§ **READING PASSAGE**:
============================================================

The saga of nurse Kaci Hickox illustrates how U.S. states are struggling to protect against the virus without resorting to overzealous and useless precautions or violating civil rights.

Hickox, 33, tested negative for Ebola after returning from treating patients in West Africa. She previously blasted New Jersey Governor Chris Christie after she was taken from Newark's airport and put in quarantine in a tent before being driven to Maine to spend the rest of her 21-day quarantine at her home.

"I truly believe this policy is not scientifically nor constitutionally just, and so I am not going to sit around and be bullied around by politicians and be forced to stay in my home when I am not a risk to the American public," Hickox, speaking from her home in the small Maine town of Fort Kent along the Canadian border, told NBC's "Today" program.

"If the restrictions placed on me by the state of Maine are not lifted by Thursday morning, I will go to court to fight for my freedom," Hickox added.

Hickox's defiance did not sit well with Republican Governor Paul LePage, who said he would seek legal authority to keep her isolated at home until Nov. 10.

"While we certainly respect the rights of one individual, we must be vigilant in protecting 1.3 million Mainers, as well as anyone who visits our great state," LePage said in a statement.

At a White House event, President Barack Obama scolded politicians who have sought quarantines or strict travel bans for caving into fears, although he did not mention anyone by name.

"When I hear people talking about American leadership, and then are promoting policies that would avoid leadership and have us running in the opposite direction and hiding under the covers, it makes me a little frustrated," Obama said.

============================================================

Stored data entries
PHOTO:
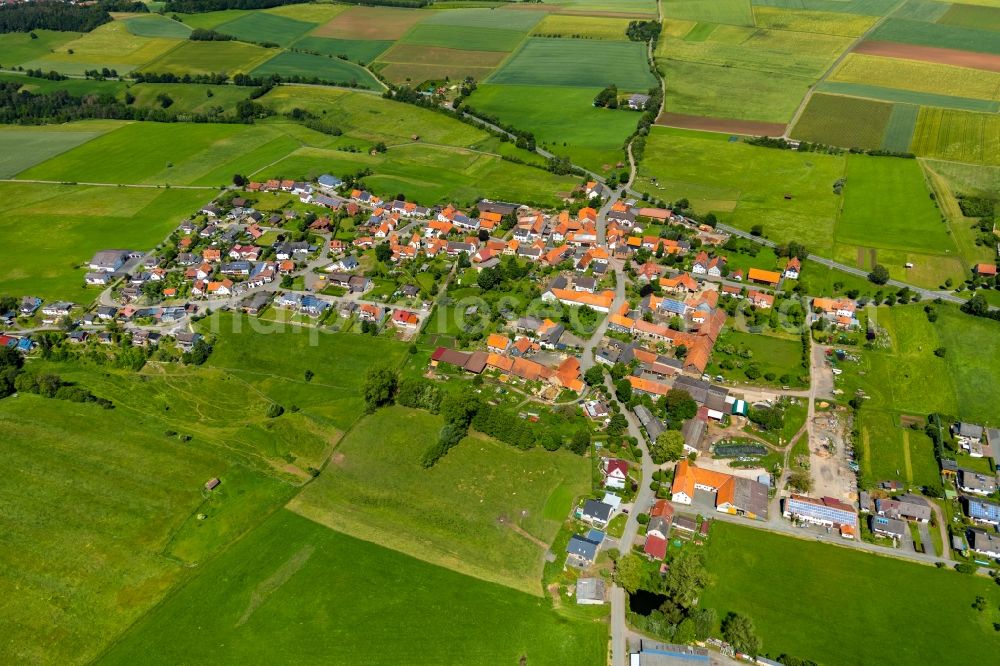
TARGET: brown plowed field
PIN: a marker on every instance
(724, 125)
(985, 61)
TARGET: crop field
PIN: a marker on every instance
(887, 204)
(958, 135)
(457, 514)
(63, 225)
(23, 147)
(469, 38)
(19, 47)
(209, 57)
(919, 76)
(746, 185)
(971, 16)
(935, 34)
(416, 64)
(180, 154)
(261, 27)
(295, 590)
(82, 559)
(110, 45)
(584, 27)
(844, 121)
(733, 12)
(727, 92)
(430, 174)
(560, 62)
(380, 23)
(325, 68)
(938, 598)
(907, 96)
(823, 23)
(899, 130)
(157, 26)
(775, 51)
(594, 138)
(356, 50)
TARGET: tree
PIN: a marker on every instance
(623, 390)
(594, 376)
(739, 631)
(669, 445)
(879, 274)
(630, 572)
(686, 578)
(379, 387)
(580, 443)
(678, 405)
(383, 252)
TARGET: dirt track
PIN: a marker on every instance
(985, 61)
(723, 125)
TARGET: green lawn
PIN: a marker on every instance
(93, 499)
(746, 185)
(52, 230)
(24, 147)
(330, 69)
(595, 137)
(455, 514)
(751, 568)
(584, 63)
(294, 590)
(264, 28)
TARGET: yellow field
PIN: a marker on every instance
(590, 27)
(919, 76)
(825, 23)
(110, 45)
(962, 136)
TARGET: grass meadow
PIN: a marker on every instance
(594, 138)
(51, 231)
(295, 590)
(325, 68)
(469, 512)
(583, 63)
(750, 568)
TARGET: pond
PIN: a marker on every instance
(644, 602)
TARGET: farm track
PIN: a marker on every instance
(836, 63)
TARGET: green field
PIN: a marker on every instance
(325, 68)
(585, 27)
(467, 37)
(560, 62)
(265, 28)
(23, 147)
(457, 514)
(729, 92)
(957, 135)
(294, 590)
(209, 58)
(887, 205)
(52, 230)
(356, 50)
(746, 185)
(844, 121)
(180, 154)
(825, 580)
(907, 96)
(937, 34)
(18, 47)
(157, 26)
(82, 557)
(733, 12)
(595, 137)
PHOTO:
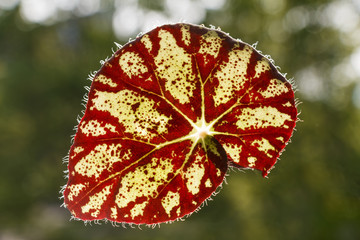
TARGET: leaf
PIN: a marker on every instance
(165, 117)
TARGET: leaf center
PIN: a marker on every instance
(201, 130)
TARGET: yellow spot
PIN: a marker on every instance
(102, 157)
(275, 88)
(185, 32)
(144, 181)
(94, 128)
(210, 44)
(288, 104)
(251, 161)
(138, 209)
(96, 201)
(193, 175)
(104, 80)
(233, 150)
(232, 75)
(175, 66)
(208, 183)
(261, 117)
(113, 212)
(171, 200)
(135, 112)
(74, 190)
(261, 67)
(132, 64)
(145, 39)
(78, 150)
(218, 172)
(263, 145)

============================================================

§ **WHAT YOU HAVE TO DO**: Name every person identified by full name in the article on the Ebola quarantine dispute. The stored data entries are unrelated to the article on the Ebola quarantine dispute.

§ **RESPONSE**: Kaci Hickox, Chris Christie, Paul LePage, Barack Obama